■ Brano:
◆ ◆ ◆

Per chi - anche in buona fede - rinuncia a dire tutta la verità sulla vita e sulla morte ed evita di "disturbare il manovratore" (magari utilizzando i fondi che lo Stato metterà a disposizione) l'orizzonte è segnato: IRRILEVANZA.
Giacomo Rocchi

sabato 30 agosto 2008

2008: In America si vota “sull’aborto”, in Italia non ancora.

In America le presidenziali alla Casa Bianca si giocano sull’aborto. È notizia di questi giorni. La posizione prolife o prochoice di questo o di quel candidato ne determina la vittoria. In Italia guai a mettere l’aborto al centro di una campagna elettorale. Si grida allo scandalo. Si invoca subito “l’anarchia dei valori”. Al massimo si può arrivare a presentare una “lista di scopo nazionale”, “pazza”. Tutto possibile, solo se condito con pomodori e uova al rilancio. E chi scrive ne sa qualcosa.

Negli Stati Uniti invece le questioni etiche sono da sempre al centro dell'attenzione della gente comune. Nella vita di tutti i giorni, ma soprattutto in campagna elettorale.

L’aborto fa notizia. Lo si percepisce sfogliando giornali e riviste di informazione. Come dimenticare il Time, che in passato non aveva avuto alcuna remora a sbattere in prima pagina l’immagine dell’aborto chimico e della pillola Ru486?

L’aborto entra prepotentemente nel confronto elettorale. I sondaggi dimostrano la sensibilità degli elettori alle posizione prochoice dei candidati.

◆ ◆ ◆

■ Dati disponibili:
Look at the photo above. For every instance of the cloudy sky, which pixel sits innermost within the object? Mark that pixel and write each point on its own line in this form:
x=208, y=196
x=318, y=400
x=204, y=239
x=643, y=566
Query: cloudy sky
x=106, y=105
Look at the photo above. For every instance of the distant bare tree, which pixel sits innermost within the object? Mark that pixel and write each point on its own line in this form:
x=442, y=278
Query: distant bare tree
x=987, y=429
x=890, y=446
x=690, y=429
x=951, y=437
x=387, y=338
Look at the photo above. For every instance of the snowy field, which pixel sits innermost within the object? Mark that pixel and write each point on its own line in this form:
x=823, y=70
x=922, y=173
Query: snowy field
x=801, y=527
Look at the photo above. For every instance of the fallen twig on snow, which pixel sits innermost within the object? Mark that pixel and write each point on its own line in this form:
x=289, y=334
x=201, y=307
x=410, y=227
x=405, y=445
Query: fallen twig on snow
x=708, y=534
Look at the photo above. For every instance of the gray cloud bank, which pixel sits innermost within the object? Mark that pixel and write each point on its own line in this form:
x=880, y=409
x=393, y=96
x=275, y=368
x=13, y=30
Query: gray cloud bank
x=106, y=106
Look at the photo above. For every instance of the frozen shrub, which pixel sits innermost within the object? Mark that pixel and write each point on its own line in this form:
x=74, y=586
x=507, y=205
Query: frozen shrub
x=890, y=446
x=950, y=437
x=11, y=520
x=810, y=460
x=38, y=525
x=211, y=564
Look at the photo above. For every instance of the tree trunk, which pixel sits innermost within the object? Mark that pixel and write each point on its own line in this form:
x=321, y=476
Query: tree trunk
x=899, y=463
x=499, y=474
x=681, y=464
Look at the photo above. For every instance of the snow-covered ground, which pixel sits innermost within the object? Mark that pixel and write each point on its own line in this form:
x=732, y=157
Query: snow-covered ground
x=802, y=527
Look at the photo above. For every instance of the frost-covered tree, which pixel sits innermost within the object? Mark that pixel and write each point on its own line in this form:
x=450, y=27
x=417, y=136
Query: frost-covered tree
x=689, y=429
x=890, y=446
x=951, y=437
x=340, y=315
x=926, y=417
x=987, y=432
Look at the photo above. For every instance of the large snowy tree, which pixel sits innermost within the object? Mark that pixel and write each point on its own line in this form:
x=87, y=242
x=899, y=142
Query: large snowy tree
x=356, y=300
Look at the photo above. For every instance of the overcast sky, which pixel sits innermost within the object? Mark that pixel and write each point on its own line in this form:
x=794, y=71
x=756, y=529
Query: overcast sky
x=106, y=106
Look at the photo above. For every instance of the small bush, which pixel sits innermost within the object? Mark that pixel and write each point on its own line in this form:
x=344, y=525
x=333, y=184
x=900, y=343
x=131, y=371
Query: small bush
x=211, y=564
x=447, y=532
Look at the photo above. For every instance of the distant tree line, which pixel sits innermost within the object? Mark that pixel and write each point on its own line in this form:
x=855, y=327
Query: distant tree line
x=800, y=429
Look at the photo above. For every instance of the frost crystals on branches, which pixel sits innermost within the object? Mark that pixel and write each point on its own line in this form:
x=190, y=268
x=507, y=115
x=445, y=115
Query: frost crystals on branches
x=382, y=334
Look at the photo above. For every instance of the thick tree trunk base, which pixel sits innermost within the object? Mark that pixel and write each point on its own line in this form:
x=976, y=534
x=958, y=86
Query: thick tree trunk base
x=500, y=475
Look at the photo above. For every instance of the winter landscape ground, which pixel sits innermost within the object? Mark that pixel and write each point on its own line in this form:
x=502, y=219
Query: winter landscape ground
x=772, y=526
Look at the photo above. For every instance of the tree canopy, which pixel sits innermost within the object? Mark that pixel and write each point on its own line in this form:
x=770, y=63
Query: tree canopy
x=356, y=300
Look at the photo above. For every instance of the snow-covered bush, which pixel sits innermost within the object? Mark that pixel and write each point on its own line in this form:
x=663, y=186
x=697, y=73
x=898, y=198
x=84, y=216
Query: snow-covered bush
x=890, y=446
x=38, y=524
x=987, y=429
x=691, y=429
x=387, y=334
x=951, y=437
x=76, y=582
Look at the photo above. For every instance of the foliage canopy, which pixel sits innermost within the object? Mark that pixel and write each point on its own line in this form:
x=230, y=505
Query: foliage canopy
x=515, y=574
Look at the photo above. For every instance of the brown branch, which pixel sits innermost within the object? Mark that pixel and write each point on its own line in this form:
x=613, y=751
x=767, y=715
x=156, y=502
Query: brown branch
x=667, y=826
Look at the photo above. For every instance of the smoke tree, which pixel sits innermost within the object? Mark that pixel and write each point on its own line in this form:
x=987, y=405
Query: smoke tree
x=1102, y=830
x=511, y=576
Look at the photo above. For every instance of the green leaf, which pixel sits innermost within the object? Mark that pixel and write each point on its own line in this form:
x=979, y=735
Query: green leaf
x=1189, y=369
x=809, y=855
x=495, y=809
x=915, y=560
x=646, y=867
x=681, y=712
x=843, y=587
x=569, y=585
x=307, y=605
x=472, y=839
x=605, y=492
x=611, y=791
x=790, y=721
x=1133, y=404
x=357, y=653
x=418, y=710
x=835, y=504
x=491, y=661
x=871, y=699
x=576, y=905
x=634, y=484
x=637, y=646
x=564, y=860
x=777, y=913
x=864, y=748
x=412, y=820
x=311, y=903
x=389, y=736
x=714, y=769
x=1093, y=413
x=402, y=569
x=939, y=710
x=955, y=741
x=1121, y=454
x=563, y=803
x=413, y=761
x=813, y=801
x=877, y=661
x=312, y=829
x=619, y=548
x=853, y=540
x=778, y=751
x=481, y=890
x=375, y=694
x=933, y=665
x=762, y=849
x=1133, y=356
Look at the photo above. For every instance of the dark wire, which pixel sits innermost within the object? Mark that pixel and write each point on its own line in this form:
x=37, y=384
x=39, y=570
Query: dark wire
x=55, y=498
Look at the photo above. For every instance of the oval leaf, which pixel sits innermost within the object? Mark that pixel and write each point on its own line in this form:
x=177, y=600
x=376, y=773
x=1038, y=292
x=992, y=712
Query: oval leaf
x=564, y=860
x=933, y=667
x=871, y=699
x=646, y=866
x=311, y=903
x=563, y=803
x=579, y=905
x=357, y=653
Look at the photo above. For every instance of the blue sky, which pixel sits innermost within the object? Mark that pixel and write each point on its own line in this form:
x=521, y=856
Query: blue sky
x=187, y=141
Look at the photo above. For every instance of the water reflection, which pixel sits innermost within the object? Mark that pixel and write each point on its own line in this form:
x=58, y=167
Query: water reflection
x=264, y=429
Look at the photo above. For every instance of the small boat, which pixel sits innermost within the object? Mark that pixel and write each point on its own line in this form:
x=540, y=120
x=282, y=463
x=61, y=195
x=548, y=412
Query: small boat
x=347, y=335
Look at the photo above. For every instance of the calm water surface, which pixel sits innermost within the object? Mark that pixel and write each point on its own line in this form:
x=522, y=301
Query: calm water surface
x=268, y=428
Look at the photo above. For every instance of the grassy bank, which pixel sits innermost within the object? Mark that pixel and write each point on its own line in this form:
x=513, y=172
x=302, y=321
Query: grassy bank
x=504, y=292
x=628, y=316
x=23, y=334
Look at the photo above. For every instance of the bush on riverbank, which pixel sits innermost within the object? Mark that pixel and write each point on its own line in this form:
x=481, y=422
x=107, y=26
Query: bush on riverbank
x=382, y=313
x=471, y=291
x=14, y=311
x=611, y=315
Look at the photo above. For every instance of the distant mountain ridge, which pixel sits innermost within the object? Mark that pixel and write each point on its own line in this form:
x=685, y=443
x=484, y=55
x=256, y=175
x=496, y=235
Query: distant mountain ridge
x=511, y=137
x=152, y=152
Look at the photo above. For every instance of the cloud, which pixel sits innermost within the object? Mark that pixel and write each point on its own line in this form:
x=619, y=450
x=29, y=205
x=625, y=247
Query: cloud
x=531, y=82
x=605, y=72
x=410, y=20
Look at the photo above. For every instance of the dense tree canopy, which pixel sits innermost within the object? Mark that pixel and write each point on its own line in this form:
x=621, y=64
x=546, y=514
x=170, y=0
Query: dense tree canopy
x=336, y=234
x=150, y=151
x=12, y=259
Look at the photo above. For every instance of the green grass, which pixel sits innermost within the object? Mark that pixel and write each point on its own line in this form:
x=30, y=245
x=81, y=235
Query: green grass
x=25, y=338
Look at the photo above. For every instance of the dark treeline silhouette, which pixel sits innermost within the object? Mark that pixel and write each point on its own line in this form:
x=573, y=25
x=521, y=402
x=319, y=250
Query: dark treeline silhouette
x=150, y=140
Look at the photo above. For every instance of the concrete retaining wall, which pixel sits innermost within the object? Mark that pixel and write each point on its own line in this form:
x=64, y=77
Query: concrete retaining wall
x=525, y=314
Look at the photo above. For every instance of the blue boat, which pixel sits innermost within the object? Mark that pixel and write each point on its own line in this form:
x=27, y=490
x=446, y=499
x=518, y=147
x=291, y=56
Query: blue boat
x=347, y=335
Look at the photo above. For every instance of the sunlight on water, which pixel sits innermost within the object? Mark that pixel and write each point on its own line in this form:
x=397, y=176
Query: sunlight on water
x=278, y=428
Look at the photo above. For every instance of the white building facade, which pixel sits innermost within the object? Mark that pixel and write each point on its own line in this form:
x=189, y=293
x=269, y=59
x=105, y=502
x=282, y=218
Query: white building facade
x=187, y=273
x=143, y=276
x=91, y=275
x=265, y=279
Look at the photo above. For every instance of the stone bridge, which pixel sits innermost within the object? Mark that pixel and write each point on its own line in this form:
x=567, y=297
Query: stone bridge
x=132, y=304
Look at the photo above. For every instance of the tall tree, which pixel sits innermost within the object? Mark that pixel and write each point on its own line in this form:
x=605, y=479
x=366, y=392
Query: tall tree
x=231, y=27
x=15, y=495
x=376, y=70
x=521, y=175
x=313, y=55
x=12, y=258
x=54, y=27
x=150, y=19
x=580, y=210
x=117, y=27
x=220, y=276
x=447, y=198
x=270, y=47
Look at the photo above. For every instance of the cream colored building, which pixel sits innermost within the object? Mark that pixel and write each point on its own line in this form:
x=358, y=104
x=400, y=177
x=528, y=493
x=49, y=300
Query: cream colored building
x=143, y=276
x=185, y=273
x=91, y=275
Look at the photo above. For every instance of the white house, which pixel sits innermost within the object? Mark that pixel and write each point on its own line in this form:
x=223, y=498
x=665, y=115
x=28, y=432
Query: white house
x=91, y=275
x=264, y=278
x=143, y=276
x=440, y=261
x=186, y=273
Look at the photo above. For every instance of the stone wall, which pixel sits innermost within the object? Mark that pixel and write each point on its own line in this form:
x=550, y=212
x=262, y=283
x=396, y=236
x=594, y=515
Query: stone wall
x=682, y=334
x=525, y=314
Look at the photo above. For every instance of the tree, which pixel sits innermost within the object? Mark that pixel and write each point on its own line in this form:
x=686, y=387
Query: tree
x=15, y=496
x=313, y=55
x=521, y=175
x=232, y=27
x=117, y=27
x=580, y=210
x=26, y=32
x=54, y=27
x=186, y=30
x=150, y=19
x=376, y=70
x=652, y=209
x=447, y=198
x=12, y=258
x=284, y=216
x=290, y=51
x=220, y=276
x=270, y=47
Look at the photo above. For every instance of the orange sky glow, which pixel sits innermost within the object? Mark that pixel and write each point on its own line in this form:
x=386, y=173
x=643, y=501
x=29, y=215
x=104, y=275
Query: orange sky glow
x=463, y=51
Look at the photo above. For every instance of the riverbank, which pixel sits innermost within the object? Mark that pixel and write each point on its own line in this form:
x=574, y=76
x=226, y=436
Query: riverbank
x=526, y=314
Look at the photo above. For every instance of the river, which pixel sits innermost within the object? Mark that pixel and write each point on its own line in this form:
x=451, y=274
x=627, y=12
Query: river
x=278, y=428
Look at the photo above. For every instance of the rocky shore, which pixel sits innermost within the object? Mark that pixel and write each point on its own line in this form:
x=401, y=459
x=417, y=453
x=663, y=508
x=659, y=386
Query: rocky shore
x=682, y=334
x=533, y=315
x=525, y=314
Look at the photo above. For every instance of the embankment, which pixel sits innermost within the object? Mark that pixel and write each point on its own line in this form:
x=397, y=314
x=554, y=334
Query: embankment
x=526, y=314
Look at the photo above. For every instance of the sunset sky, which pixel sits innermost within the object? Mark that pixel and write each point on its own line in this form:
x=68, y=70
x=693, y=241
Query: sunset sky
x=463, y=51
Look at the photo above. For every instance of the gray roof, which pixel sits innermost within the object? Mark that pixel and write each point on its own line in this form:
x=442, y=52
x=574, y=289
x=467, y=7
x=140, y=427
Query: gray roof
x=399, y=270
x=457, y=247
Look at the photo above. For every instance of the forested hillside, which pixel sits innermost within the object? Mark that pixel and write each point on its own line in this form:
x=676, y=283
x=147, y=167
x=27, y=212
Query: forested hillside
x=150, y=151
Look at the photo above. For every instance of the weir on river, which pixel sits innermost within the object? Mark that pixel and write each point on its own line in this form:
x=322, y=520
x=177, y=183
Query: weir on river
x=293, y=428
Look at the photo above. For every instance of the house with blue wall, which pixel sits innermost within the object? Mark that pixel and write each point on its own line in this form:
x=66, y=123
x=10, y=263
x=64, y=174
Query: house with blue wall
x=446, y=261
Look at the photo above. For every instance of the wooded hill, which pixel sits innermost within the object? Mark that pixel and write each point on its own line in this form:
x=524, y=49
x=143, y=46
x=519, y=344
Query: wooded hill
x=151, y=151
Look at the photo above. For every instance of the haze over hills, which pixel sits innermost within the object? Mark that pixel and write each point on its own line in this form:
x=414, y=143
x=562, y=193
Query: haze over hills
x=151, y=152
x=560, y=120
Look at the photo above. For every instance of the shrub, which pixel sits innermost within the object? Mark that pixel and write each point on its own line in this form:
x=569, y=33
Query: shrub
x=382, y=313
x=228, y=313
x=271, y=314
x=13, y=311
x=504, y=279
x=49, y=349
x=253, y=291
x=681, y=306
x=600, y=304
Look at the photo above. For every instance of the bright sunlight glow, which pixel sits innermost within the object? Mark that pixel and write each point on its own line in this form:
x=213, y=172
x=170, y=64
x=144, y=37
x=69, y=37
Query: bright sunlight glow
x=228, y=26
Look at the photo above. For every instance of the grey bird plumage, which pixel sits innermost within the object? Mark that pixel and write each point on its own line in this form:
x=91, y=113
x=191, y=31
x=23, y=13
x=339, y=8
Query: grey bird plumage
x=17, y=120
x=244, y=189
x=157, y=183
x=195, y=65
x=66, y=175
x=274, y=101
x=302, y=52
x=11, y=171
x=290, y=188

◆ ◆ ◆

■ Compito 1: Le seguenti affermazioni concordano con il brano? (a) In America le elezioni presidenziali si giocano sull'aborto. (b) In Italia mettere l'aborto al centro di una campagna elettorale è accolto senza polemiche. (c) Il Time ha pubblicato in prima pagina l'immagine della pillola Ru486. Per ciascuna rispondi sì o no e cita testualmente le parole decisive del brano.
■ Compito 2: Secondo il brano, in quali momenti le questioni etiche sono al centro dell'attenzione della gente comune negli Stati Uniti?
Le righe non hanno alcun ruolo in questo esercizio.

■ Risposta attesa 1:
(a) Sì: "In America le presidenziali alla Casa Bianca si giocano sull’aborto."
(b) No: "In Italia guai a mettere l’aborto al centro di una campagna elettorale. Si grida allo scandalo."
(c) Sì: "non aveva avuto alcuna remora a sbattere in prima pagina l’immagine dell’aborto chimico e della pillola Ru486"

■ Risposta attesa 2: Nella vita di tutti i giorni, ma soprattutto in campagna elettorale.